** Goal of the exercise **
Render every entry exactly as it appears.
____ Provided records
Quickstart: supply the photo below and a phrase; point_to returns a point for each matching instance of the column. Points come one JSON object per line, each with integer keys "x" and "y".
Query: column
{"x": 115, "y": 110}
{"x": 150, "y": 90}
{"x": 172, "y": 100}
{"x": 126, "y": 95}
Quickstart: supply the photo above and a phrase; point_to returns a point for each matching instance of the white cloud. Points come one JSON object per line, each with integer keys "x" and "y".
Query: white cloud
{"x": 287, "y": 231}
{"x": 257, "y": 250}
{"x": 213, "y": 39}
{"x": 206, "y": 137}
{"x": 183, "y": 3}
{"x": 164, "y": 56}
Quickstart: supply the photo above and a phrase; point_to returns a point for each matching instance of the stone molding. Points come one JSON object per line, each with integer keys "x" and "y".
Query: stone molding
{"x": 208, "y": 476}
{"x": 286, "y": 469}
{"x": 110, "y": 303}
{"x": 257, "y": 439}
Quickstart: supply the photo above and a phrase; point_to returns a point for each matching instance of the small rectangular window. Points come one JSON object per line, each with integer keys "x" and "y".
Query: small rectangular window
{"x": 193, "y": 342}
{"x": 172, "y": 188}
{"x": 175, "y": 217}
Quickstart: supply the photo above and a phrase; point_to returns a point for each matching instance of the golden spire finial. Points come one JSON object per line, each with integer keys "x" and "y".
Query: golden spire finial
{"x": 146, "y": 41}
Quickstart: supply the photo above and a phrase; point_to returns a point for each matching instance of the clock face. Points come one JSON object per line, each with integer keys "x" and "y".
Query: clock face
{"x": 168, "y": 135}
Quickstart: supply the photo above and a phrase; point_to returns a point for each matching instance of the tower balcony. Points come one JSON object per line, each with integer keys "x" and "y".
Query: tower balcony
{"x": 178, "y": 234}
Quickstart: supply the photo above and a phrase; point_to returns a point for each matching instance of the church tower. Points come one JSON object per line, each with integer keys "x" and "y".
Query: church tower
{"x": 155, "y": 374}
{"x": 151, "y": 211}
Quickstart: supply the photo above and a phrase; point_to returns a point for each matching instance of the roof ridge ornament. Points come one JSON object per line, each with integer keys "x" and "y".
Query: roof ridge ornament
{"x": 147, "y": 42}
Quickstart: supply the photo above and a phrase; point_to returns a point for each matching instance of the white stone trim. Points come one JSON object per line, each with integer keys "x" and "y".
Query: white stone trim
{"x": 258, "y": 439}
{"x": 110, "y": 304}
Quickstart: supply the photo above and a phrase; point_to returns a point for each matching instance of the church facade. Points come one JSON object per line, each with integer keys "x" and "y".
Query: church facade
________
** The output **
Quickstart: supply the photo below and a phrase; point_to returns a point for each matching instance of the column. Points come one JSON object per line, each with integer keys "x" and "y".
Query: column
{"x": 115, "y": 110}
{"x": 150, "y": 90}
{"x": 172, "y": 100}
{"x": 126, "y": 95}
Quickstart: supply the photo above and a phrase; point_to returns a point for each matching instance of the white cloud. Points come one JSON object per line, each with integer keys "x" and "y".
Query: white cloud
{"x": 287, "y": 231}
{"x": 257, "y": 250}
{"x": 213, "y": 39}
{"x": 206, "y": 137}
{"x": 183, "y": 3}
{"x": 164, "y": 56}
Quickstart: supply the photo above and a phrase; point_to returns a point for each matching instance of the stone molding. Points come one JSON object per line, each with integer keys "x" and "y".
Query: stone molding
{"x": 208, "y": 476}
{"x": 286, "y": 469}
{"x": 110, "y": 303}
{"x": 257, "y": 439}
Quickstart: supply the photo above and a phrase; point_to returns a point for each matching instance of the small rectangular window. Points come one JSON object per line, each with integer keys "x" and "y".
Query: small rectangular window
{"x": 193, "y": 342}
{"x": 172, "y": 188}
{"x": 175, "y": 217}
Quickstart: supply the photo above and a phrase; point_to returns a point for each matching instance of the golden spire finial. Points come one JSON object per line, each with integer keys "x" and "y".
Query: golden spire finial
{"x": 146, "y": 41}
Quickstart: supply the photo above and a phrase; point_to returns a point for each matching instance of the clock face. Points come one JSON object per line, each with integer keys "x" and "y".
Query: clock face
{"x": 168, "y": 135}
Quickstart: supply the photo above and a phrase; point_to returns a point for each matching instance of the tower balcony. Points come one JSON object per line, each with integer keys "x" and "y".
Query: tower balcony
{"x": 178, "y": 234}
Quickstart: supply the photo above and a phrase; point_to returns a point for each matching instance of the church tower. Points come one JSON object per line, each with integer keys "x" and "y".
Query: church tower
{"x": 155, "y": 374}
{"x": 151, "y": 211}
Quickstart: supply the photo above and a phrase; point_to returns a point for each matching instance of the roof ridge ornament. Points come one JSON object per line, each with integer keys "x" and "y".
Query: roof ridge ornament
{"x": 147, "y": 42}
Quickstart: supply the photo above and a phrase; point_to returns a point for each matching instance of the white stone trim. Points come one JSON object per line, each with integer keys "x" and "y".
Query: white stone trim
{"x": 258, "y": 439}
{"x": 110, "y": 304}
Quickstart: supply the photo above and a phrase; point_to returns a point for each matching instance of the church facade. Points come one JSON object per line, each with integer keys "x" and "y".
Query: church facade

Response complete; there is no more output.